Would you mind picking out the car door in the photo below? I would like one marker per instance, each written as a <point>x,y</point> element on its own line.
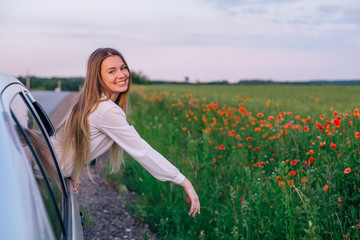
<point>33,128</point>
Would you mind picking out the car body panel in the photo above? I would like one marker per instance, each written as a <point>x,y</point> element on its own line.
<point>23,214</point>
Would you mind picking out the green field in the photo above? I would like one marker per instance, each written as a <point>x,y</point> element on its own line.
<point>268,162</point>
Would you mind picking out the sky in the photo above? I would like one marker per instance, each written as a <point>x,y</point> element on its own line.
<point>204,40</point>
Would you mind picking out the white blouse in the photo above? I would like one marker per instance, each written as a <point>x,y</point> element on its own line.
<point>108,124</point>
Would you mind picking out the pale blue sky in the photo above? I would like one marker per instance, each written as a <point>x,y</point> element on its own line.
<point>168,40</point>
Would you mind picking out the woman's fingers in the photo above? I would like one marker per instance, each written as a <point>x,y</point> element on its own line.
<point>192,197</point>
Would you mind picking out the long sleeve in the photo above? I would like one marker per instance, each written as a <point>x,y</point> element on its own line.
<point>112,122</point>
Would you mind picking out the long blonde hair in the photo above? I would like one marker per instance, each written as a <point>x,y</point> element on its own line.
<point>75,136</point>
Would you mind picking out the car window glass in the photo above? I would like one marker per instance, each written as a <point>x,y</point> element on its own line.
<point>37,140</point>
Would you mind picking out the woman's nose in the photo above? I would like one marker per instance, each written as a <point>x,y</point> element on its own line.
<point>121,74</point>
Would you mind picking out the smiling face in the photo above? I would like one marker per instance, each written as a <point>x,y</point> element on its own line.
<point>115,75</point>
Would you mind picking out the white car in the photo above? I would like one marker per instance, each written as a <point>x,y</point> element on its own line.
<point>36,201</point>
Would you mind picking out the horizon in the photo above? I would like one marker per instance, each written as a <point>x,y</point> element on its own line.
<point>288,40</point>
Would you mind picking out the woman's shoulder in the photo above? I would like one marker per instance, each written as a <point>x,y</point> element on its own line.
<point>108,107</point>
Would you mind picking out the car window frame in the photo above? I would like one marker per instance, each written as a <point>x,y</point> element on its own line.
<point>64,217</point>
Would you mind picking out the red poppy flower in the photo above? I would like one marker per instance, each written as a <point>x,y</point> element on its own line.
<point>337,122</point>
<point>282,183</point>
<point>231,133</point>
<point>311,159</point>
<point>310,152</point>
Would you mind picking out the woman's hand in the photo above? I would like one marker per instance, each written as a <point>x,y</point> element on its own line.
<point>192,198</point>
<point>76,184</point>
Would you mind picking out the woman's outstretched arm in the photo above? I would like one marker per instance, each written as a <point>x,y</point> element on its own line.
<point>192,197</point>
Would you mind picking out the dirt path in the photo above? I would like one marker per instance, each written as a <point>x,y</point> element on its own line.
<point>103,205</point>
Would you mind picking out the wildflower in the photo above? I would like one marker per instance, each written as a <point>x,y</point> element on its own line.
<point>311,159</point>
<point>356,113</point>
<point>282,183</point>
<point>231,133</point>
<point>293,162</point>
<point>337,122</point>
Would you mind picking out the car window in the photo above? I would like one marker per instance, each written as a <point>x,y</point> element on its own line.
##############################
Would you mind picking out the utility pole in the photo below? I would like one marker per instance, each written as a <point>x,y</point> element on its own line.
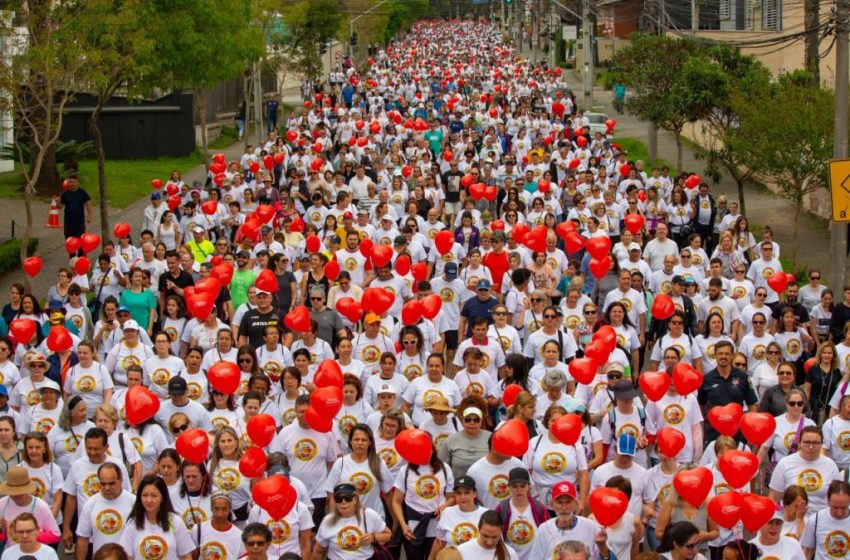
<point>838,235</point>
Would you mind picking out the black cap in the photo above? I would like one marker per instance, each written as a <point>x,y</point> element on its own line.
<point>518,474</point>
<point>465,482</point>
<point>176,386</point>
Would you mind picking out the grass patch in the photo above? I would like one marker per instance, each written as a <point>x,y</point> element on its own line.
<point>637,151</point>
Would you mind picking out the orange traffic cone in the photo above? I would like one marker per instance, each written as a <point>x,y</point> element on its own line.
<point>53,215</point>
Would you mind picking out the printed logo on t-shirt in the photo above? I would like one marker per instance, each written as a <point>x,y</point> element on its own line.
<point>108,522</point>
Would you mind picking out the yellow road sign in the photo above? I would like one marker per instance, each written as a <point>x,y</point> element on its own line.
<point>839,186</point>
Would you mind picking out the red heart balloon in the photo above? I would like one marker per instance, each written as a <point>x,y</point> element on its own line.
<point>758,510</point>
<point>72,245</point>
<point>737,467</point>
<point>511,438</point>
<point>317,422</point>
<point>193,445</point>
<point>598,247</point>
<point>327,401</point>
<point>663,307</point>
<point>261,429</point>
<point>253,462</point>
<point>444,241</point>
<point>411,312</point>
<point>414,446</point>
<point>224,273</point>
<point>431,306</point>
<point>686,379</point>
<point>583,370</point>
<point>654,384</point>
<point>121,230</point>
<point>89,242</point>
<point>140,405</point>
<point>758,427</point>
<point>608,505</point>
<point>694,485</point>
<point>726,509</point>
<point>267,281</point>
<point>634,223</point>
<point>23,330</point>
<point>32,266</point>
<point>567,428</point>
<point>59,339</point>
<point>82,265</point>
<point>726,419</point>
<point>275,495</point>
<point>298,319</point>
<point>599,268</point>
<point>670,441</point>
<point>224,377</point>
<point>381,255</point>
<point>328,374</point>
##############################
Retype the data above from the line with "Would you mind picking out the car door" to the line with "<point>268,162</point>", including both of those lines, and omit the picture.

Full output »
Would you mind picking out the car door in the photo below? I would like one marker per instance, each written as a <point>x,y</point> element on its own line.
<point>33,128</point>
Would you mind picking out the car body panel in the photo above? I would like one marker per instance, each written as a <point>x,y</point> element on its own line.
<point>23,214</point>
Would you mind picking out the green field in the photo above? I would like one marker per instance, each written as a <point>x,y</point> element on its own line.
<point>268,162</point>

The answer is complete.